There are plenty of great travel rewards cards out there — so many, in fact, that in can be hard to narrow down your choices. One way to start whittling down the best picks for you is to think about your travel goals. If you’re looking to earn free flights or work toward elite status with a frequent flyer program, a co-branded airline card is likely your best option. However, if your main goal is to earn free stays at hotels and enjoy some nice perks along the way, consider the following cards, many of which offer free nights as a sign-up offer or an account anniversary bonus.
Annual fee: $450
Sign-up bonus: Three complimentary nights at a Tier 1-4 Ritz-Carlton property after you spend $5,000 in the first three months
Earning rates: 5 points per dollar on Ritz-Carlton and partner hotel stays; 2 points per dollar on airline tickets purchased directly from the airline, and at car rental agencies and restaurants; and 1 point per dollar everywhere else
The card for this luxury hotel brand recently got a significant update, and luckily the changes make it a more appealing choice than ever. In addition to offering a better sign-up bonus (previously, it was two free nights after spending $4,000 in the first three months) that can get you well over $1,000 in value, the card now includes a Priority Pass Select lounge membership, an unlimited $100 discount on paid domestic flights for 2+ passengers and a Global Entry application fee credit. Other key benefits include an annual $300 travel credit (separate from the Global Entry fee reimbursement), a $100 hotel credit to use toward dining, spa and other services on paid stays of two nights or longer and automatic Gold elite status for your first account year. Chase raised the annual fee from $395 to $450, but considering the new benefits and the three free nights you get as a sign-up bonus, the Ritz-Carlton Rewards Credit Card could definitely be worth a place in your wallet.
Annual fee: $95 (waived the first year)
Sign-up bonus: 25,000 points after you spend $3,000 in the first three months
Earning rates: 2 points per dollar at Starwood properties and 1 point per dollar everywhere else
This card is a great option due to the many valuable redemptions within the Starwood Preferred Guest program, plus an opportunity to transfer points to a variety of fantastic partners. In addition to using the sign-up bonus (worth $625, according to TPG’s valuations) toward free hotel nights, you can also transfer the points to more than 30 airline partners — and you’ll get a 5,000-mile bonus for every 20,000 points you transfer. While Starpoints are incredibly valuable, they’re not the easiest loyalty currency to earn, so the Starwood Amex is a solid way to boost your account both through the sign-up offer and through everyday spending. You also get 5 night and 2 stay credits toward SPG elite status, along with complimentary premium in-room internet at participating SPG hotels and complimentary Boingo Wi-Fi access for up to four devices. If you already have this card, consider the Starwood Preferred Guest Business Credit Card from American Express and you get all the same benefits as with the personal card, plus Sheraton Club access when you book eligible rates.

Your instructions: Write the next part of the hotel rewards card text, picking up right after its final sentence.

Extracted entries:

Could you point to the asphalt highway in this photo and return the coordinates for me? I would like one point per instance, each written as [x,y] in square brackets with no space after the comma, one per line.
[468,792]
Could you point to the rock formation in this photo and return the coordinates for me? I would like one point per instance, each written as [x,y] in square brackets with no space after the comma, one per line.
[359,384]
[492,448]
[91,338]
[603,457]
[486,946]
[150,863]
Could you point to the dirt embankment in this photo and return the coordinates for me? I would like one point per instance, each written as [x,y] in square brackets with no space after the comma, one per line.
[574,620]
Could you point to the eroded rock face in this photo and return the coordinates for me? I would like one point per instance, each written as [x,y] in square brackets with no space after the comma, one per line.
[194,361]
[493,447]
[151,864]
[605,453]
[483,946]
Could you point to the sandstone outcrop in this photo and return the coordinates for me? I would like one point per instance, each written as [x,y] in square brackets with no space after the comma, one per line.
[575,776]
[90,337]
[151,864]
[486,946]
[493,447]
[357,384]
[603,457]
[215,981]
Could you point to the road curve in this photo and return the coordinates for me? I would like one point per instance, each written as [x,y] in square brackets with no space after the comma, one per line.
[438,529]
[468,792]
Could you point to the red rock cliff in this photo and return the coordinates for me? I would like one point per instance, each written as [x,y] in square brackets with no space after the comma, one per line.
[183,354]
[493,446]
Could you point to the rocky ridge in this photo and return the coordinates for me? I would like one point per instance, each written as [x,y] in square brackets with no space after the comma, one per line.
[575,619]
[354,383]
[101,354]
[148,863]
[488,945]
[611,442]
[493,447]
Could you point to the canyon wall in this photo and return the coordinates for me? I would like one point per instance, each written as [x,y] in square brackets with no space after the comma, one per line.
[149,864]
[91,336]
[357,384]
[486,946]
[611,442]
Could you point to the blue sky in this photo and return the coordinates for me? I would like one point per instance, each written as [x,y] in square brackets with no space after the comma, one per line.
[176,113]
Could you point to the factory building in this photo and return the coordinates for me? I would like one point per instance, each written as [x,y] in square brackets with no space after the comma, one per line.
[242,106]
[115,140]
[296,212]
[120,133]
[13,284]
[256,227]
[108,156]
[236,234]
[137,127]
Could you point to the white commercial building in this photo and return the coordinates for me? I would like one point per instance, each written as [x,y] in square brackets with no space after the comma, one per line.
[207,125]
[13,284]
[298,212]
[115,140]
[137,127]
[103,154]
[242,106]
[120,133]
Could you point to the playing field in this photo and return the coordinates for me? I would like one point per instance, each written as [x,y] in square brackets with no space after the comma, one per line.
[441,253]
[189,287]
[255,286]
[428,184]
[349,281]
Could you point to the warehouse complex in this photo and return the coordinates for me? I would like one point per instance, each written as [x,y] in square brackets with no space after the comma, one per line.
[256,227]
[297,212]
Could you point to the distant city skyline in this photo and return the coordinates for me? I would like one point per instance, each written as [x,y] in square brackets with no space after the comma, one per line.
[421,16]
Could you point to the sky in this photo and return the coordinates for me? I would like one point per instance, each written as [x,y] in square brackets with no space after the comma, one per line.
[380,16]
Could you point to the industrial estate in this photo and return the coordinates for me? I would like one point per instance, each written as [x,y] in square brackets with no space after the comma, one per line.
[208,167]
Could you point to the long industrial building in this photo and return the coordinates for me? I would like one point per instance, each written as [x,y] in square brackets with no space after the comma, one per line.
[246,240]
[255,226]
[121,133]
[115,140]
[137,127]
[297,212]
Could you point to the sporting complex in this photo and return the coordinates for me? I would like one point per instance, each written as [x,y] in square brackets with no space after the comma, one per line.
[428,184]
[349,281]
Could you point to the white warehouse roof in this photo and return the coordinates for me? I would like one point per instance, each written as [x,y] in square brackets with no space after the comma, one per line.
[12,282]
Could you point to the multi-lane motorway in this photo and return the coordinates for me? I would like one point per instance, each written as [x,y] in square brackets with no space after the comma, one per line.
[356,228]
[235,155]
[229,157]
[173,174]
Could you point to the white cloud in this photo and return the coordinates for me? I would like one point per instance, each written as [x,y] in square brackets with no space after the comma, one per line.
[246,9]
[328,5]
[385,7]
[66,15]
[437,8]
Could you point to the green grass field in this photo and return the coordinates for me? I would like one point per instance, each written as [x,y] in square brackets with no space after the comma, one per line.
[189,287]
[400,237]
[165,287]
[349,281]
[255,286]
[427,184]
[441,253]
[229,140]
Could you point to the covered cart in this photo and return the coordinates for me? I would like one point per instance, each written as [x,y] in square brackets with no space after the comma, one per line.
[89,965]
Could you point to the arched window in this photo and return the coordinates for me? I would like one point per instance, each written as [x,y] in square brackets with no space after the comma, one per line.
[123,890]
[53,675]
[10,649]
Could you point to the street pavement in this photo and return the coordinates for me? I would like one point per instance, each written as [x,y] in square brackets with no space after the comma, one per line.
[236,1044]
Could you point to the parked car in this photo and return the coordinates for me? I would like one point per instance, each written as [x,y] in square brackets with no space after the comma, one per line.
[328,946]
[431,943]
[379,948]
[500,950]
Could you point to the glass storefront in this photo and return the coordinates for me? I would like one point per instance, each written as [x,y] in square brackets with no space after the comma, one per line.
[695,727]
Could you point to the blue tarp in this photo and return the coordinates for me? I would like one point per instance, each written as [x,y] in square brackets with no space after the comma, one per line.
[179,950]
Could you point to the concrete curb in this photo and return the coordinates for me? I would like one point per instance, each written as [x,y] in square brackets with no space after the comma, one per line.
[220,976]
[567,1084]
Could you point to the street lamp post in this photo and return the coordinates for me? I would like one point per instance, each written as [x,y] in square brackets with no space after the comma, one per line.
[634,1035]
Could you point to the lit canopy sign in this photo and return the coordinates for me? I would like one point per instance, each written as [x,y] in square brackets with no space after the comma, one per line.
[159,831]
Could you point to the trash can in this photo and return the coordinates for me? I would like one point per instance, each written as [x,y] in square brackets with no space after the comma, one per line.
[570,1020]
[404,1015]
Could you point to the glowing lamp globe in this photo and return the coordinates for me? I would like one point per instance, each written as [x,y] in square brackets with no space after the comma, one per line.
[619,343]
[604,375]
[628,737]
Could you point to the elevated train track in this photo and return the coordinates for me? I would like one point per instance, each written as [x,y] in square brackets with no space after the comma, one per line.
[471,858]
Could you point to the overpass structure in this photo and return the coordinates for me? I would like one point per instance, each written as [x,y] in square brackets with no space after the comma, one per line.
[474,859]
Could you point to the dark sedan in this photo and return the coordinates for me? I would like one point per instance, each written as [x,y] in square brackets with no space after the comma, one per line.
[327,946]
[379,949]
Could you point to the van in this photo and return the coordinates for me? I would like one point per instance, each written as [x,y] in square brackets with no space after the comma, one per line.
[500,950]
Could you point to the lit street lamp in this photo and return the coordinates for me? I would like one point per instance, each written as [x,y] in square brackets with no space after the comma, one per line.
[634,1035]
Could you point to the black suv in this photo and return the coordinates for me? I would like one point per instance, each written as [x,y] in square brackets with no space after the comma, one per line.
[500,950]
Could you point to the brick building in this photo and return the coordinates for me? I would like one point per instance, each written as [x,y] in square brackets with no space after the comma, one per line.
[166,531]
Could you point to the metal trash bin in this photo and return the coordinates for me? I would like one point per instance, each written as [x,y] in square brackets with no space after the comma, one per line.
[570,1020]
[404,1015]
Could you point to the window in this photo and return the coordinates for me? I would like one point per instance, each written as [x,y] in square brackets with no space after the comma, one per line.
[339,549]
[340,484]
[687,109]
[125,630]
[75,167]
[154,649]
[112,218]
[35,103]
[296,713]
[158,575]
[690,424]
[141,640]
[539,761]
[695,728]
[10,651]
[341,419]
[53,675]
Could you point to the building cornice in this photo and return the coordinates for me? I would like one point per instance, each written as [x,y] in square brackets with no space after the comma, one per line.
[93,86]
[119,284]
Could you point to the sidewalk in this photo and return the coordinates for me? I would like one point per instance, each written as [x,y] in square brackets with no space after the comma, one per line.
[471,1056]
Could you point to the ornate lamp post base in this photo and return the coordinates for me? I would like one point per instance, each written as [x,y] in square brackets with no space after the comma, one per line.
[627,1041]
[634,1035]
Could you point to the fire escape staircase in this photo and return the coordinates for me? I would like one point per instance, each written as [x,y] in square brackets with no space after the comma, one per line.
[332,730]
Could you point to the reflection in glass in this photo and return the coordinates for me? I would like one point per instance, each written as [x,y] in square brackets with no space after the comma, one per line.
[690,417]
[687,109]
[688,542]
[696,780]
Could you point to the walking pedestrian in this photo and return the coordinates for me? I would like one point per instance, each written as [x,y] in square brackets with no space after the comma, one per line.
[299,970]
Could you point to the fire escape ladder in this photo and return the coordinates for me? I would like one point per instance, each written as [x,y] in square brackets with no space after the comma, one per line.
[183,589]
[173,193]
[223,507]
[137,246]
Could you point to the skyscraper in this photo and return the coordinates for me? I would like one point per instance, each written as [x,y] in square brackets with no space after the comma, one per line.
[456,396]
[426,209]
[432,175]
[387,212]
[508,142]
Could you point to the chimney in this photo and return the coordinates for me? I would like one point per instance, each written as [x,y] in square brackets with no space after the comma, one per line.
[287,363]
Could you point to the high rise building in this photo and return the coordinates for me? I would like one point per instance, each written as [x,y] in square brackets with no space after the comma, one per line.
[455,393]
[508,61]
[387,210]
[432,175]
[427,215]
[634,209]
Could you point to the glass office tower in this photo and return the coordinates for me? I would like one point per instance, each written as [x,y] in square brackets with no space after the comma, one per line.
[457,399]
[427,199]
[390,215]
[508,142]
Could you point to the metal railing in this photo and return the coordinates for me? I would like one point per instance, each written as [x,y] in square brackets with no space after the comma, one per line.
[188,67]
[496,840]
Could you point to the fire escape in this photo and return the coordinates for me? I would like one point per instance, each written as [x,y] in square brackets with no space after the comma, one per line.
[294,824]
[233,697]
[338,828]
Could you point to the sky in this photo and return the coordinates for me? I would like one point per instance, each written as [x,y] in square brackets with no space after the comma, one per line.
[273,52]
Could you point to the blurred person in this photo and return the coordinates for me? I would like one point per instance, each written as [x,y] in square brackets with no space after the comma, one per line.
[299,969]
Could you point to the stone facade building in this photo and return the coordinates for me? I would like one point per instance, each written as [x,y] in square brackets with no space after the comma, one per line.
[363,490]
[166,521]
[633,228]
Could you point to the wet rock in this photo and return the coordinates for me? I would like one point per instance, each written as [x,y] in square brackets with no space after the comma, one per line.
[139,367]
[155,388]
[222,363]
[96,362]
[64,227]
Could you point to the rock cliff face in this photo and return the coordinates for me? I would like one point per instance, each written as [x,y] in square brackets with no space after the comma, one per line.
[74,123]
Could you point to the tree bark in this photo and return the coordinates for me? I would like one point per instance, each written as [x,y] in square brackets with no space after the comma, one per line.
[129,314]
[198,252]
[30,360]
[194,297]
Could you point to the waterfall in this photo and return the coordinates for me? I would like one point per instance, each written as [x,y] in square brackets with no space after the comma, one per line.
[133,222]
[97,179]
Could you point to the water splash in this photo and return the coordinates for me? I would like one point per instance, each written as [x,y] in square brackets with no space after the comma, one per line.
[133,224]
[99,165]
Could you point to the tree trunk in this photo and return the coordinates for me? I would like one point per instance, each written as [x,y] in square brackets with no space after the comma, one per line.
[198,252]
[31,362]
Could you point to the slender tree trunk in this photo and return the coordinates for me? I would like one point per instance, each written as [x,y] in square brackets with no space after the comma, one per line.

Response to the task:
3. Hyatt Visa
Annual fee: $75 (waived the first year)
Sign-up bonus: Two free nights at Hyatt hotels worldwide after you make $1,000 in the first three months, plus 5,000 bonus points after you add an authorized user and they make a purchase in the first three months
Earning rates: 3 points per dollar at Hyatt properties; 2 points per dollar on airline tickets purchased directly from the airline, and at car rental agencies and restaurants; and 1 point per dollar everywhere else
You can get a ton of value out of those two free nights from the sign-up offer — especially since they’re not limited to lower-level hotels. To really maximize the bonus, try to use the free nights at an expensive hotel like the Category 6 Park Hyatt Maldives Hadahaa or the Category 7 Park Hyatt Paris-Vendôme. While it’s not as generous as the sign-up bonus, another great perk is a free night at a Category 1-4 property after each account anniversary year. Plus, you get complimentary Platinum status as long as you’re a cardmember, with the opportunity to earn additional credits toward Diamond status by meeting certain spending thresholds.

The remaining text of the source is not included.